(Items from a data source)
— Start —

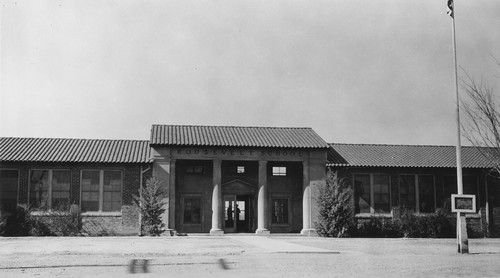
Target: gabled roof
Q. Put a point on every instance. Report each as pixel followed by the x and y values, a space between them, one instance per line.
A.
pixel 364 155
pixel 74 150
pixel 235 136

— End —

(Goal)
All records above are to be printed exactly, minus the pictures they contain.

(Worked solution)
Target: gabled roof
Q. Put a point on every instance. Report each as pixel followed by the x and y values, a space between them, one instance per line.
A.
pixel 364 155
pixel 74 150
pixel 235 136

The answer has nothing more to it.